[begin Document text]

# Bellator 58 Pick 'em



## dudeabides

Sign up here if you would like to pick MMA fights in a league competition against other forum members. Bellator's next show is Saturday, Nov. 19th. If UFC_OWNS signs up he will defend this:








How to Pick​
We are picking every fight from the main card of Bellator 58, and whichever 3 prelim fights you choose (6 picks total), and send them to me in a private message by 5 PM on fight night EST:



> MAIN CARD (Pick All)
> 
> Eddie Alvarez vs. Michael Chandler
> Hector Lombard vs. Trevor Prangley
> Rafael Dias vs. Marlon Sandro
> Jessica Aguilar vs. Lisa Ellis-Ward
> 
> PRELIMINARY CARD (Pick 2)
> 
> Brett Cooper vs. Jared Hess
> Valdir Araujo vs. Ailton Barbosa
> Cosmo Alexander vs. Avery McPhatter
> Jonas Billstein vs. Herbert "Whisper" Goodman
> Fabio Mello vs. Farkhad Sharipov





> *Select the correct fighter:* 10 points
> *Select the correct method of win:* 5 points
> Method includes Submission, KO/TKO and Decision.
> *Select the correct round of win:* 3 points
> If you select the fight to end by decision then _you must choose either unanimous, split or majority instead of a round_. If you want to predict a rare outcome such as a DQ or a draw you may do that as well. For the DQ, include the name of the winning fighter and the round it occurred, and for a draw include the type of draw the decision was (unanimous, split or majority).

[end Document text]
[begin Task data]

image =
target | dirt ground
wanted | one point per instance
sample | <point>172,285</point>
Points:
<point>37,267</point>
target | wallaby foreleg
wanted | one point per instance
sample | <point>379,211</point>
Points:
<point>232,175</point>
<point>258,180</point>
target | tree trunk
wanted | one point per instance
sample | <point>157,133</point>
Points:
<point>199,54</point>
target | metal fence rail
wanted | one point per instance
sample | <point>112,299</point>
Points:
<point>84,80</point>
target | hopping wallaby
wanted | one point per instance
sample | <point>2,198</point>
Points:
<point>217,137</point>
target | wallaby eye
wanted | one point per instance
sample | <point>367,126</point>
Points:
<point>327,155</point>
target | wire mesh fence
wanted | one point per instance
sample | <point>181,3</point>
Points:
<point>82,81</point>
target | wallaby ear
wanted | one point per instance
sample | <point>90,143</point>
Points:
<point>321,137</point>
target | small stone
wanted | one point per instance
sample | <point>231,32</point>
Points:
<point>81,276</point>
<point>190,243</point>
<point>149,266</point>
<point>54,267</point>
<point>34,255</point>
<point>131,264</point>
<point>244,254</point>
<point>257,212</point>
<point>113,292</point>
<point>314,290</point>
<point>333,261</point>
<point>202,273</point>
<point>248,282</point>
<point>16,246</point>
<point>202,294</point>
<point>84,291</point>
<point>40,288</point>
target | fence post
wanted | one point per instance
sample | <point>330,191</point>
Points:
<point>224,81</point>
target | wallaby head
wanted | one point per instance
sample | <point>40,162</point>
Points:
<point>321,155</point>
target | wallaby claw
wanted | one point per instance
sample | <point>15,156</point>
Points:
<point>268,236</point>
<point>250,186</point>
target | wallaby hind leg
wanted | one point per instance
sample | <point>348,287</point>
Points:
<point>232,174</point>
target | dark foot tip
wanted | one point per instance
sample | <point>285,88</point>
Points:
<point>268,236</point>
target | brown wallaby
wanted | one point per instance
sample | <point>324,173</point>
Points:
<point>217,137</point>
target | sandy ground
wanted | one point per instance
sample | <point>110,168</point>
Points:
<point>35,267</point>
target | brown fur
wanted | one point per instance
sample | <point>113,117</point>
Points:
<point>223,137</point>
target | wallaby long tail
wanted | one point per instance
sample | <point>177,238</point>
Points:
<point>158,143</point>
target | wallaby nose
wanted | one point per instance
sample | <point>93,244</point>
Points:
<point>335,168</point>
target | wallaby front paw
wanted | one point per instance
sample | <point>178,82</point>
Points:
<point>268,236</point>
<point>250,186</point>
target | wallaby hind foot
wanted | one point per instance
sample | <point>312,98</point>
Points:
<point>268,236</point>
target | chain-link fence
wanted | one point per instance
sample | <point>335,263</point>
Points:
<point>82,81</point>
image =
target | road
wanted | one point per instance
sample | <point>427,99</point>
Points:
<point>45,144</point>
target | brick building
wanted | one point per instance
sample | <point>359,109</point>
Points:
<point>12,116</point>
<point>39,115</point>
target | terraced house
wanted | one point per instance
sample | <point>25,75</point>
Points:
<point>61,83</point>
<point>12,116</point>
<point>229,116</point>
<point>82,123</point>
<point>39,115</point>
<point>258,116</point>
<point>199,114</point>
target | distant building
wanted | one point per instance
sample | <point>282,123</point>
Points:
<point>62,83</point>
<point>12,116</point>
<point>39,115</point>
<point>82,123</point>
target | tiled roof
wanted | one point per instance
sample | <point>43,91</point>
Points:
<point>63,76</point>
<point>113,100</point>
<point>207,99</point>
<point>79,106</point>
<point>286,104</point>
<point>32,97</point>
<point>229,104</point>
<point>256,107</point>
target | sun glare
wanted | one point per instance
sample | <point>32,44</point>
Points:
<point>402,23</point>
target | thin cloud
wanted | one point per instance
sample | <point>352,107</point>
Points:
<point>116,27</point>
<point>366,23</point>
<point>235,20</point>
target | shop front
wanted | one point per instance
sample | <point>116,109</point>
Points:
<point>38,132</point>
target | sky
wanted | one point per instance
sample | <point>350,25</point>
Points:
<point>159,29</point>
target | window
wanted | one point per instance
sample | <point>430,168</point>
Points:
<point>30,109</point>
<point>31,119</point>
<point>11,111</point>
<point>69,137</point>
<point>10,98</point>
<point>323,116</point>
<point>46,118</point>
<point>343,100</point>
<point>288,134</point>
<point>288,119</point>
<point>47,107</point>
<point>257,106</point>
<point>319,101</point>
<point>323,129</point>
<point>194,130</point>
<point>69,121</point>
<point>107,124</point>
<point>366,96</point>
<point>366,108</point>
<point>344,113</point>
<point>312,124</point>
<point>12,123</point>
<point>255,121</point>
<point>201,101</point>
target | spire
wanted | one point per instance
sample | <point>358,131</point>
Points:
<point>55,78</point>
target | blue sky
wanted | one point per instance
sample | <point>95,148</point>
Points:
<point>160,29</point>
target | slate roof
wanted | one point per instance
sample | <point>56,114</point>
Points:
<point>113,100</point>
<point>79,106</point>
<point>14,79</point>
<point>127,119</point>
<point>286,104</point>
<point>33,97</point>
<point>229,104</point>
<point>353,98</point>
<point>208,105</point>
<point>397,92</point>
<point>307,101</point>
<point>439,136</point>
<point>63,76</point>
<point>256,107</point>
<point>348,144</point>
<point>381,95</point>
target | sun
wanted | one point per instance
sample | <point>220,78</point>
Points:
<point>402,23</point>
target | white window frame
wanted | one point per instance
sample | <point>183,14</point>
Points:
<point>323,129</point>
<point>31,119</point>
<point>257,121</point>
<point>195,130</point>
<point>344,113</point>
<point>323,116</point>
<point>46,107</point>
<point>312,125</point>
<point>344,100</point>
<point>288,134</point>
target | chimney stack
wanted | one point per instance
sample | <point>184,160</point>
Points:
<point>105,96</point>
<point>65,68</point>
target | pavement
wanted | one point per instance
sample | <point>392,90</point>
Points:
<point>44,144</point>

[end Task data]

**To-do list**.
(1) In the Bellator 58 pick 'em post, what must a participant give instead of a round, and when does that apply? Answer in one to three sentences.
(2) Show every line of the records that contains the word "front". Case counts.
These records are unrelated to the text.

**Results of the tasks**.
(1) A participant who picks a fight to end by decision must choose unanimous, split or majority instead of a round.

(2)
target | wallaby front paw
target | shop front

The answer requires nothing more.